Material for this exercise below:
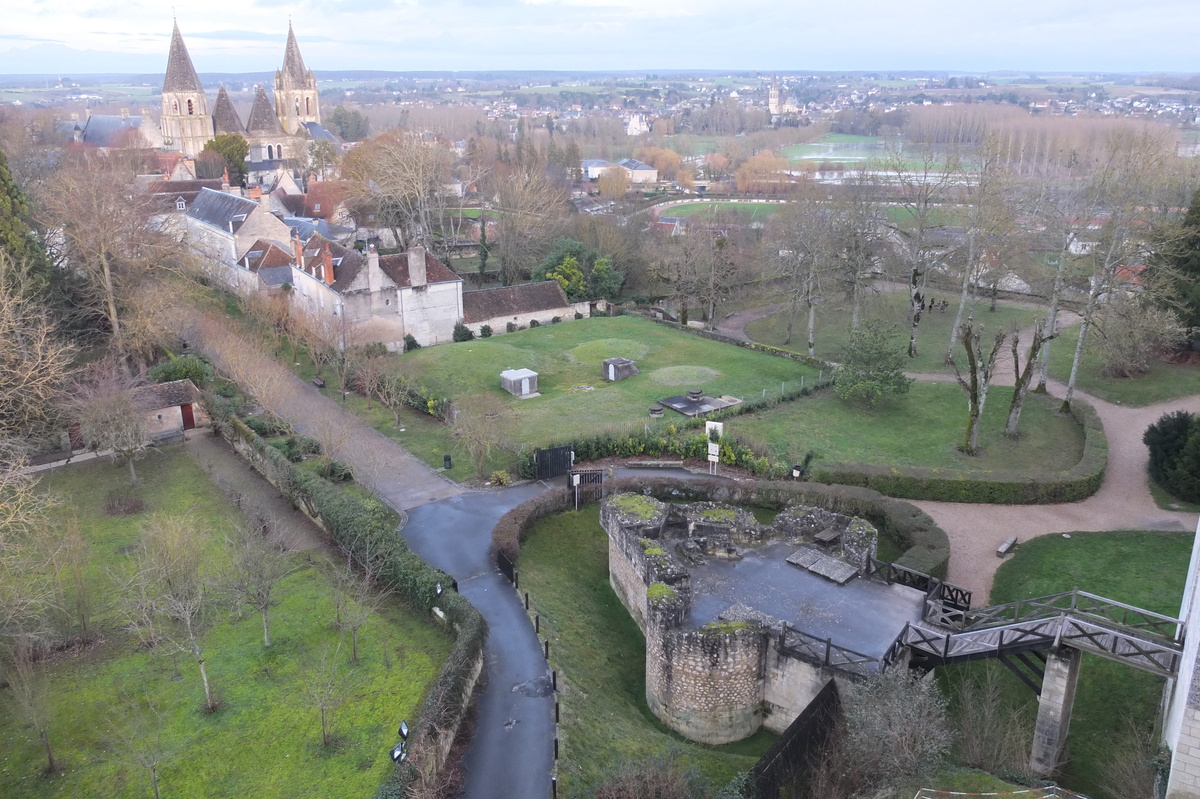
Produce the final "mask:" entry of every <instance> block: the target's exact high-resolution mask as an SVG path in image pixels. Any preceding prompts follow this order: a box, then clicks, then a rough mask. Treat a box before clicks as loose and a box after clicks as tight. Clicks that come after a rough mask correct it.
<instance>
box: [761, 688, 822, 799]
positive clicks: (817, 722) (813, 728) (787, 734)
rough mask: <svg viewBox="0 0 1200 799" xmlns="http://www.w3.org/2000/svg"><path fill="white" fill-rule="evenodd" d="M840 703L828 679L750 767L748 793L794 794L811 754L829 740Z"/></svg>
mask: <svg viewBox="0 0 1200 799" xmlns="http://www.w3.org/2000/svg"><path fill="white" fill-rule="evenodd" d="M840 704H841V701H840V698H839V697H838V684H836V683H834V681H833V680H829V681H828V683H826V686H824V687H823V689H821V692H820V693H817V696H816V698H814V699H812V702H810V703H809V707H806V708H805V709H804V711H803V713H800V715H798V716H796V721H793V722H792V723H791V725H788V727H787V729H785V731H784V733H782V734H781V735H780V737H779V740H776V741H775V744H774V745H773V746H772V747H770V749H768V750H767V753H766V755H763V756H762V757H761V758H758V762H757V763H755V764H754V767H751V769H750V797H752V798H754V799H780V797H784V795H794V792H793V788H794V787H796V786H797V785H799V783H802V782H803V781H804V777H805V774H806V773H808V771H809V769H810V768H811V767H812V763H814V761H815V758H816V757H818V756H820V753H821V750H822V747H823V746H824V744H826V741H827V740H829V733H830V732H832V731H833V726H834V722H835V721H836V719H838V709H839V707H840ZM785 792H786V793H785Z"/></svg>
End of Material for this exercise.
▸ Work to complete
The answer must be the full listing, restated word for word, with no pictures in it.

▸ Output for this task
Produce the final "mask:" entry of every <instance> block: the target's exact high-resolution mask as an SVG path in image pixels. Any preceding prompts follow this order: a box, then clicks, then a rough mask. Treat a box before clicks as loose and a box after clicks as tight. Clicks that come after a rough mask correct it.
<instance>
box: [761, 688, 822, 799]
positive clicks: (817, 722) (813, 728) (787, 734)
rough mask: <svg viewBox="0 0 1200 799" xmlns="http://www.w3.org/2000/svg"><path fill="white" fill-rule="evenodd" d="M840 703L828 679L750 767L748 793L794 794L811 754L829 740Z"/></svg>
mask: <svg viewBox="0 0 1200 799" xmlns="http://www.w3.org/2000/svg"><path fill="white" fill-rule="evenodd" d="M840 704H841V701H840V698H839V697H838V684H836V683H834V681H833V680H829V681H828V683H826V686H824V687H823V689H821V692H820V693H817V696H816V698H814V699H812V702H810V703H809V707H806V708H805V709H804V711H803V713H800V715H798V716H796V721H793V722H792V723H791V725H788V727H787V729H785V731H784V733H782V734H781V735H780V737H779V740H776V741H775V744H774V745H773V746H772V747H770V749H768V750H767V753H766V755H763V756H762V757H761V758H758V762H757V763H755V764H754V767H751V769H750V797H752V798H754V799H780V797H784V795H794V792H793V788H794V787H796V786H797V785H799V783H802V782H803V781H804V777H805V774H806V773H808V771H809V769H810V768H811V767H812V763H814V761H815V758H816V757H818V756H820V753H821V750H822V747H823V746H824V744H826V741H827V740H829V733H830V732H832V731H833V726H834V722H835V721H836V719H838V709H839V707H840ZM785 792H786V793H785Z"/></svg>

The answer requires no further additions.